** START OF Material provided **

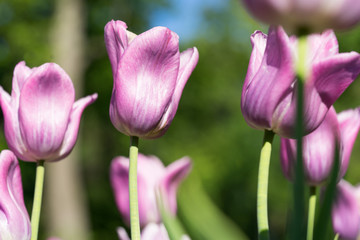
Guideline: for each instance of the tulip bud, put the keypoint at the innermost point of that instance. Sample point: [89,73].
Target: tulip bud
[152,178]
[268,100]
[14,219]
[346,211]
[314,15]
[152,231]
[336,131]
[149,77]
[41,118]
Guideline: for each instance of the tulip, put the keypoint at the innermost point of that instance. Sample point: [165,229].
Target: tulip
[346,211]
[268,100]
[319,147]
[152,231]
[152,178]
[14,219]
[314,15]
[41,118]
[149,77]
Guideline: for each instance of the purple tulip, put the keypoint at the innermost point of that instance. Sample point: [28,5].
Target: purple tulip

** END OF Material provided **

Give all of the lines again with "innermost point" substituted by "central point" everywhere it occurs, keeping everything else the same and leaving out the pictures.

Guideline: for each instance of the tulip bud, put the keypoint at the central point of that instance. Sample point: [89,73].
Target: tulip bud
[152,178]
[268,100]
[14,219]
[346,211]
[314,15]
[152,231]
[336,131]
[149,77]
[41,118]
Guideline: for each instance of the tulip, put the keypoint at the central point of that instance. Sample point: [165,229].
Target: tulip
[346,211]
[268,100]
[319,147]
[152,231]
[152,178]
[14,219]
[314,15]
[41,118]
[149,77]
Guideline: for each instance of the purple tulip, put the keypoint at the central point of that instance. Sample point: [28,5].
Target: purple tulip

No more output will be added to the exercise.